TAREFA PEDIDA: Prossiga o excerto sobre a Via CTT e as coimas fiscais a partir da última frase apresentada, mantendo o mesmo registo.

Alguém, no interior da máquina fiscal, achou que era uma pouca vergonha os contribuintes estarem em situação de incumprimento perante a lei. Tinha de se repor a legalidade violada. E a maneira não era avisar ninguém a solicitar o cumprimento voluntário. Era confrontar de imediato a gentalha incumpridora com autos de notícias levantados conformemente com as regras e até assinados pelos chefes de finanças (as entidades competentes) às duas da manhã, enquanto dormiam, porque o “sistema” trata disso usurpando-lhes a assinatura (isto contou-me o meu amigo Anastácio Ambrósio, dedicado funcionário num serviço de finanças de província, cujo chefe ia tendo um colapso cardíaco quando ele lhe foi mostrar o papel que o primeiro contribuinte que foi à Repartição com o caso levava e, perante a resposta do chefe de que não sabia do se tratava, ele lhe retorquiu: ó chefe, mas isto está assinado pelo Senhor!). Depois disto feito, e perante a reação provocada não apenas no povo sofredor por tantas extorsões fiscais, como no interior da própria casa onde, parece, se preparavam levantamentos de rancho, os patamares de aproveitamento da situação, com salto de génio, encontraram arrimo no artigo 32.º do RGIT e os autores do imbróglio pensaram: o que verdadeiramente nos interessa é pôr a coleira no pescoço do cão (quer dizer é que adiram à Via CTT); portanto, a proposta passa a ser esta: eles aderem e o chefe, mediante requerimento que se for preciso a gente até manda personalizado, dispensa a coima. Então e os que já pagaram? A coima já se não pode devolver! Aí, aparece o José Soeiro, do Bloco de Esquerda, a dar uma mãozinha: seja de que modo for, há de arranjar-se um meio de resolver o assunto. E não o resolverá aos milhares de coimas indevidamente pagas, mas, porque o foram, nada a fazer: coima paga, é assunto definitivamente resolvido!

Agora a sério. Ter criado a Via CTT, a que recentemente veio juntar-se a morada única digital e os serviços público de notificações eletrónicas associadas à morada única digital (DL 93/2017, de 1 de agosto), constitui uma medida de modernização e, em muitos casos de evidente utilidade. Sobretudo quando falamos de pessoas coletivas devidamente reveladas em empresas estruturadas, departamentalizadas e com gestão profissional da sua atividade, na qual se inclui, naturalmente, a gestão dos seus meios de contacto com o exterior. Uma caixa postal eletrónica associada à sua sede, à sua “empresa”, não aquece nem arrefece, não a retira da sua localização, não lhe altera as rotinas, uma vez instaladas, pode nem sequer prejudicar as férias dos seus trabalhadores, se tudo for devidamente planificado. Admito o mesmo tipo de argumentos para uma pessoa singular que tenha uma empresa de grande dimensão, e quanto aos impostos que incidam exclusivamente sobre a empresa.

DADOS FORNECIDOS:
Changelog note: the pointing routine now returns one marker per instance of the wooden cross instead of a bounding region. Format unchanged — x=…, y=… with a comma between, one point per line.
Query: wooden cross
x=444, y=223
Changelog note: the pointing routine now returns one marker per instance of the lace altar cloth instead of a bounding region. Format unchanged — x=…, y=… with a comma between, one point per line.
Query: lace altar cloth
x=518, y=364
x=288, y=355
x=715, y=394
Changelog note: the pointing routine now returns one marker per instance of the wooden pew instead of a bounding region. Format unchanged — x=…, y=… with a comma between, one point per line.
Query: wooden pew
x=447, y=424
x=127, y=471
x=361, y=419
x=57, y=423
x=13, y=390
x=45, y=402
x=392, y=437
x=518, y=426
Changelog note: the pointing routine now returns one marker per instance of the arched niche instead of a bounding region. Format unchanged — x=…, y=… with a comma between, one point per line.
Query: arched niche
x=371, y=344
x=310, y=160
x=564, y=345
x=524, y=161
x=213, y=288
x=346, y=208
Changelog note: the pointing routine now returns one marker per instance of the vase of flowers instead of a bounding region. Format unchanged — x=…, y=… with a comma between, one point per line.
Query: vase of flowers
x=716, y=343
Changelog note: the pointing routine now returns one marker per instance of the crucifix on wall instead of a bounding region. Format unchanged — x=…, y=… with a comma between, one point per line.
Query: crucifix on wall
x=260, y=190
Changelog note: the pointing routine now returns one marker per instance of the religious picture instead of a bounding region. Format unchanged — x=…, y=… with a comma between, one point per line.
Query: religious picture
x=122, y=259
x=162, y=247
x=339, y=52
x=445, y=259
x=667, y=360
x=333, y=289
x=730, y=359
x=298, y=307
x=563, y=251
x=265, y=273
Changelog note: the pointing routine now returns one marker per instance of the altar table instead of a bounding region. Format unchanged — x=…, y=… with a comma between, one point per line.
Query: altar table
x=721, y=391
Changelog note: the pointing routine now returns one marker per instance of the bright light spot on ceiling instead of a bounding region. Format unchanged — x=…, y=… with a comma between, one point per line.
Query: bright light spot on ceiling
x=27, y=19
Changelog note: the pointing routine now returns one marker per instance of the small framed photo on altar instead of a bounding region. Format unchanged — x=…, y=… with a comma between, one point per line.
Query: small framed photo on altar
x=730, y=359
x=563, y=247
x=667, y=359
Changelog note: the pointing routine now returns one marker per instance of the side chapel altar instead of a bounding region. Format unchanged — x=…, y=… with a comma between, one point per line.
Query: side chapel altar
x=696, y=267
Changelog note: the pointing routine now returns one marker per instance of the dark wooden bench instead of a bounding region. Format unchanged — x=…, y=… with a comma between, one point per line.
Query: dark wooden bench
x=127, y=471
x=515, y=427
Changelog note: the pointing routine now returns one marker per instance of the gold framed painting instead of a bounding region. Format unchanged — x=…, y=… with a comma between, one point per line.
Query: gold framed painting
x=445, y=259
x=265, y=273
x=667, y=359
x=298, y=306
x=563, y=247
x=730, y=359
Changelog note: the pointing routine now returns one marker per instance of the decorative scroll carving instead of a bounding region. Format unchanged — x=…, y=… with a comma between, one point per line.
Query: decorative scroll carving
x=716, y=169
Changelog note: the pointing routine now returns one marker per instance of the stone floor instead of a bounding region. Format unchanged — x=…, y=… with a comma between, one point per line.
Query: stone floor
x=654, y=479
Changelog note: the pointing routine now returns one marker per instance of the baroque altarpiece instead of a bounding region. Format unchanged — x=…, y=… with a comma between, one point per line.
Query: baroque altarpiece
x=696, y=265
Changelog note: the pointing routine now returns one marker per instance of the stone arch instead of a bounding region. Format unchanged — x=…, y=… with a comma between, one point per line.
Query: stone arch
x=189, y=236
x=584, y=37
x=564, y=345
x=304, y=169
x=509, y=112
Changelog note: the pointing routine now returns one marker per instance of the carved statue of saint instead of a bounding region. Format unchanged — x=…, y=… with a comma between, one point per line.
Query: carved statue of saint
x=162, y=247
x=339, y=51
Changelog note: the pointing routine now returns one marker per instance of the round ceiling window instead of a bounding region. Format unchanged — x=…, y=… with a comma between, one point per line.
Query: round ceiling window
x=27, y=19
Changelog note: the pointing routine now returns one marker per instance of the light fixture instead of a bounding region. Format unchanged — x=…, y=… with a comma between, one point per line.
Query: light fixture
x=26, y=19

RESPOSTA À TAREFA:
Integrar no domicílio fiscal de uma pessoa singular, porque aufere 12.000 euros de rendimento anual profissional na categoria B e já está, por isso, sujeita ao regime normal trimestral, do IVA, uma caixa postal eletrónica é, salvo melhor opinião, “pôr a coleira no pescoço do cão”, é uma forma moderna de escravatura, é pretender ter o contribuinte, em qualquer parte do mundo, seja qual for o fim da sua deslocação, disponível para receber uma notificação ou uma citação, ou seja, à disposição da AT. É transformar o contribuinte num caracol com a casa às costas. Todos os dias, de manhã, ele sai com o seu domicílio no bolso, no seu smartphone, no seu iPad ou no seu portátil. Vá para o escritório, ou vá para Moçambique passar as férias a que muito justamente tem direito enquanto pessoa humana que não é uma máquina, nem tem uma estrutura que a substitua na sua ausência.

Esta é que devia, a meu ver, ser a centralidade da questão que se devia estar a debater: qual é lógica e até a racionalidade de obrigar as pessoas singulares, exceto em contadas exceções, a aderirem a uma caixa postal eletrónica e, mais, a terem essa caixa postal eletrónica como parte imaterial integrante do seu domicílio fiscal que hoje, por via de outra coleira a que já estão agrilhoados, é, em regra, a residência habitual, constante do Cartão de Cidadão. Noutros países do nosso entorno jurídico, económico e fiscal, a adesão a estes instrumentos por pessoas singulares é opcional, salvo em determinadas situações, e nunca obrigatória.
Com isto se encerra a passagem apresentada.